◆ TASK DIRECTIONS ◆
Your answer should consist of each line from the data below that contains "Example".
★ ★ ★ ★
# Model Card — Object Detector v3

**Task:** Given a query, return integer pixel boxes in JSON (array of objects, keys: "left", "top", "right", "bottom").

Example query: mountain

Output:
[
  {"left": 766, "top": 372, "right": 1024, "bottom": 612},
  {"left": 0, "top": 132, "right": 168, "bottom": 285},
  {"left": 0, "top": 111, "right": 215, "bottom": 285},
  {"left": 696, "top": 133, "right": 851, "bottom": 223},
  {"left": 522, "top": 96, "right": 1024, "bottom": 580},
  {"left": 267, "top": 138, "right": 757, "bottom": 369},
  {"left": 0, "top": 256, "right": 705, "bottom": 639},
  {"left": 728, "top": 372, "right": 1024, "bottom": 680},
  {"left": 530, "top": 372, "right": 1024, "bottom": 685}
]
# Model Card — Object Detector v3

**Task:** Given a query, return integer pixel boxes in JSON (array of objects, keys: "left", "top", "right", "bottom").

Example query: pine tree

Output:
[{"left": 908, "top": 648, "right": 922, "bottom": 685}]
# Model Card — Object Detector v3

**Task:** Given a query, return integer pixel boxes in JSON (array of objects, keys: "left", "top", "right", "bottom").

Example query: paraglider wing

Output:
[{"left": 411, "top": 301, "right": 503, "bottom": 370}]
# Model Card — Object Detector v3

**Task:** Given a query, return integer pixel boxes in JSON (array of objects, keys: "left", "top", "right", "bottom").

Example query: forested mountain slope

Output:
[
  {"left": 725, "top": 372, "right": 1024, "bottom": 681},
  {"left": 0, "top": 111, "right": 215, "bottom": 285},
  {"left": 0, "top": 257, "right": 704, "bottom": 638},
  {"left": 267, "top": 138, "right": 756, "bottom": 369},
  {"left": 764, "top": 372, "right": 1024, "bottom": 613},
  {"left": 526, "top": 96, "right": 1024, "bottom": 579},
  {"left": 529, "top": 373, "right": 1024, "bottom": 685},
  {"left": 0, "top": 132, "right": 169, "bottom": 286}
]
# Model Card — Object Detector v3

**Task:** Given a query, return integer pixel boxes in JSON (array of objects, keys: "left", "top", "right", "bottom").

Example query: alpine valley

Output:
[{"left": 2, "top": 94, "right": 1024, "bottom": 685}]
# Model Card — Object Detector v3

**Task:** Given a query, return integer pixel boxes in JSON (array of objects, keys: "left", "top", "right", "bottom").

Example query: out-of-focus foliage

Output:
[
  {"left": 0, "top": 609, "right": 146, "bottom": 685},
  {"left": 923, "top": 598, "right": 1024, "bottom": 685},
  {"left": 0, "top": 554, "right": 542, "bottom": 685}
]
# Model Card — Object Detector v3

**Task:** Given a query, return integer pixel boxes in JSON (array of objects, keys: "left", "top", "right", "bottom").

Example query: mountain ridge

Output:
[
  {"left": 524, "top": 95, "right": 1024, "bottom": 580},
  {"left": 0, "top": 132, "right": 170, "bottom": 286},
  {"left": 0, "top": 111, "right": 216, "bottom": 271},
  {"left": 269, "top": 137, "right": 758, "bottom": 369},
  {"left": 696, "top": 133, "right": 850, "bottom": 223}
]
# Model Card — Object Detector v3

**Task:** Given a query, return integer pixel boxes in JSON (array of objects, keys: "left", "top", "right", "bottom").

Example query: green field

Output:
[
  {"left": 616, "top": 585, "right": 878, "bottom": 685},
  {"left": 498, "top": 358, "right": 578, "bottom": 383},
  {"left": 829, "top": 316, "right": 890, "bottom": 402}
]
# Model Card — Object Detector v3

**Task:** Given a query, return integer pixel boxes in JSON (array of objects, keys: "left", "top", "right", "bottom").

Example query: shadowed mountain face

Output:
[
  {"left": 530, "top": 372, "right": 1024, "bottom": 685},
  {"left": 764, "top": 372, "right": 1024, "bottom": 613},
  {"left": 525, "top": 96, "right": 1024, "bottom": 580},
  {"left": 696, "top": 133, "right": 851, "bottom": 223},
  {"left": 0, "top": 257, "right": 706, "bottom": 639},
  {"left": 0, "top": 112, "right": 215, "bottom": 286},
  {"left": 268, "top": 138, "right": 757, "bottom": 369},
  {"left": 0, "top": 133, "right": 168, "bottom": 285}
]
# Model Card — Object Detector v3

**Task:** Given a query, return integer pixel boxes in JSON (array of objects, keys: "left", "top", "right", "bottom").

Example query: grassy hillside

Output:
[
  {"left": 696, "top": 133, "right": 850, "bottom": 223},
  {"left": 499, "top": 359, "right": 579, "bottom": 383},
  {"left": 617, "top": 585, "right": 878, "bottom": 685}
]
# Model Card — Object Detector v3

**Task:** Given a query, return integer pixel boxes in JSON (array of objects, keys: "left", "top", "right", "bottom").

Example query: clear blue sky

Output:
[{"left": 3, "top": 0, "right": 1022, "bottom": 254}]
★ ★ ★ ★
◆ RESPONSE TO THIS TASK ◆
Example query: mountain
Example query: pine tree
Example query: paraglider wing
Example query: forested mountain slope
Example query: alpine valley
Example query: out-of-focus foliage
Example query: mountain ridge
Example query: green field
Example query: shadowed mountain face
Example query: grassy hillside
Example query: clear blue sky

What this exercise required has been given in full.